_EXCERPT:_
☆ ☆ ☆ ☆ ☆ ☆ ☆

Greed is blamed for much of the economic crisis currently facing us. But blaming greed misses the real point. Greed needs a mechanism—a tool—to put greed to work. This tool has been touted as the magic money-making tool. What is the tool? It is leverage.
Underneath all of the complicated terms, such as “derivatives,” “leveraged buyouts,” “financial instruments,” the fundamental tool that has led us to this point of crisis is misused leverage.
What is leverage anyway? Leverage is the result of the action of a lever. When properly positioned, a lever allows you to move something you could not move with your own strength.
“A simple machine consisting of a rigid bar pivoted on a fixed point and used to transmit force, as in raising or moving a weight at one end by pushing down on the other.” “Lever” http://www.answers.com/topic/lever
In finance, leverage is primarily the use of borrowed money to buy what you could not afford to buy with your own money.
The real estate boom has been fueled by leverage. This has been the great selling point for real estate investing. You can use leverage to buy real estate with little or none of your own money. In other words, you finance your real estate purchases with debt.
Leverage is the tool that rewards greed. With leverage—whatever form that leverage takes—you can buy more than you would be able to buy using your own money.
Leverage is a tool that can and does create profit. The real estate boom is a testimony to the effectiveness of leverage as a wealth creating tool.
“People used to build wealth through building equity in their homes. Today, people prefer to speculate on the price of their house by using historically high levels of leverage.” Richard Bernstein
So why are we in the current financial crisis? Underneath the crisis is a shared belief that values will keep going up. Robert Schiller makes this point in his book, Subprime Solution.

☆ ☆ ☆ ☆ ☆ ☆ ☆

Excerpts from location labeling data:
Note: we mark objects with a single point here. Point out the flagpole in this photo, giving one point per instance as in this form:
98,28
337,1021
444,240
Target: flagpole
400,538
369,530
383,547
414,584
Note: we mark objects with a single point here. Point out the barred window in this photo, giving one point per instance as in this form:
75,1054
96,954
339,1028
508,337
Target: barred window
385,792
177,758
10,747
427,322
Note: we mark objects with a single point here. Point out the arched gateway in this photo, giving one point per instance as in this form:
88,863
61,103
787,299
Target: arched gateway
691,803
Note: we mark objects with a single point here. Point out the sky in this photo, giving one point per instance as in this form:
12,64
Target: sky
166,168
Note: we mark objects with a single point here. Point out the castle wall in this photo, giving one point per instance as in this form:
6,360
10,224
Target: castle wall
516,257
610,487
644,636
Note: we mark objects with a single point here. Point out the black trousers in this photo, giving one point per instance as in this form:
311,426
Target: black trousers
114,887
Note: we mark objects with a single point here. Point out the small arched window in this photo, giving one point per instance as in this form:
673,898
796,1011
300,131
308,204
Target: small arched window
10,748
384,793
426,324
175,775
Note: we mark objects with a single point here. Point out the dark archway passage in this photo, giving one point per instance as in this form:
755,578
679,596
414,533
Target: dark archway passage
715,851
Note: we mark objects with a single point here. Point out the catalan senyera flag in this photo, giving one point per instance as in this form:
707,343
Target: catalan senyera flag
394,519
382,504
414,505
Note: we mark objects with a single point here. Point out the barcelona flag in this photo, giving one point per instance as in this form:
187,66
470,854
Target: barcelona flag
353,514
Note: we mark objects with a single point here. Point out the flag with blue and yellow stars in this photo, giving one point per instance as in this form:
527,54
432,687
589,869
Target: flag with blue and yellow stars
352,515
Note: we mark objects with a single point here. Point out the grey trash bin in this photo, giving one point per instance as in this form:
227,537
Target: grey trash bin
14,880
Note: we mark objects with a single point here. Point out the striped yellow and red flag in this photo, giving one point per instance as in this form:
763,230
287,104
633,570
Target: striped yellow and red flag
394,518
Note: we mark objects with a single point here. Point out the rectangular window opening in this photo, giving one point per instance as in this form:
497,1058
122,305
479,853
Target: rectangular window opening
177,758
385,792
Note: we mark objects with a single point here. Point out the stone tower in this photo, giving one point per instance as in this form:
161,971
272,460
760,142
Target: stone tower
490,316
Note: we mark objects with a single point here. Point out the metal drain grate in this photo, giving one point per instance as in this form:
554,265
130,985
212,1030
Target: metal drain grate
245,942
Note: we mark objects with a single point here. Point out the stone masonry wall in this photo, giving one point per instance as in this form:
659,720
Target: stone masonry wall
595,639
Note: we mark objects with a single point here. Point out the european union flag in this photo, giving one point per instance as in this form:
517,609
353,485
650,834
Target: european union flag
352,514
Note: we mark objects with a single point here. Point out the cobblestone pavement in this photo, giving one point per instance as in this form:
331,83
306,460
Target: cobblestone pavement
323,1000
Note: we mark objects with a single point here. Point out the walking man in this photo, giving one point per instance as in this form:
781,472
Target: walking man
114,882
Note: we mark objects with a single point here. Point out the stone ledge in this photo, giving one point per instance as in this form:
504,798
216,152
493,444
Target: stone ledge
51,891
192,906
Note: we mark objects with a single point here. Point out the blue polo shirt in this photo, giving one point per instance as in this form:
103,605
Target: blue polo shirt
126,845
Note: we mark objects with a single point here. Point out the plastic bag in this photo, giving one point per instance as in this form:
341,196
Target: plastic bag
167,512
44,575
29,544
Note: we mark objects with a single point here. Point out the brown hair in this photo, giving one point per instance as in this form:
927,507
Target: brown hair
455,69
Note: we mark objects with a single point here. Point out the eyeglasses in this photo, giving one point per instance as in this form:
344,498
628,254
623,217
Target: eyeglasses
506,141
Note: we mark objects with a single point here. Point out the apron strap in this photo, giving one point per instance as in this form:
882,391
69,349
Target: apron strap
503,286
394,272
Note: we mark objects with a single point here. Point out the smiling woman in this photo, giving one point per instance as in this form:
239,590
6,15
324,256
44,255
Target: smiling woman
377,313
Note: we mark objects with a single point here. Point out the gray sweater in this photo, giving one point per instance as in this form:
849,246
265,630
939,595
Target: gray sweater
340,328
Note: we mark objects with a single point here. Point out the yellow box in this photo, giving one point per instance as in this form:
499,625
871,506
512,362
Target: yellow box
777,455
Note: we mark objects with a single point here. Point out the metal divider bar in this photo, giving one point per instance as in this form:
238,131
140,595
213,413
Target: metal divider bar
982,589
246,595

☆ ☆ ☆ ☆ ☆ ☆ ☆

_THE PROBLEM:_ Summarize the excerpt on leverage and the economic crisis in two sentences. The records have no connection to the text.

_WRITTEN RESPONSE:_ The excerpt argues that blaming greed for the economic crisis misses the point, because greed needs a tool, and that tool is misused leverage, which in finance is mainly the use of borrowed money to buy what you could not afford with your own. Leverage fueled the real estate boom by letting people buy property with little or none of their own money, and underneath the current crisis is a shared belief that values will keep going up.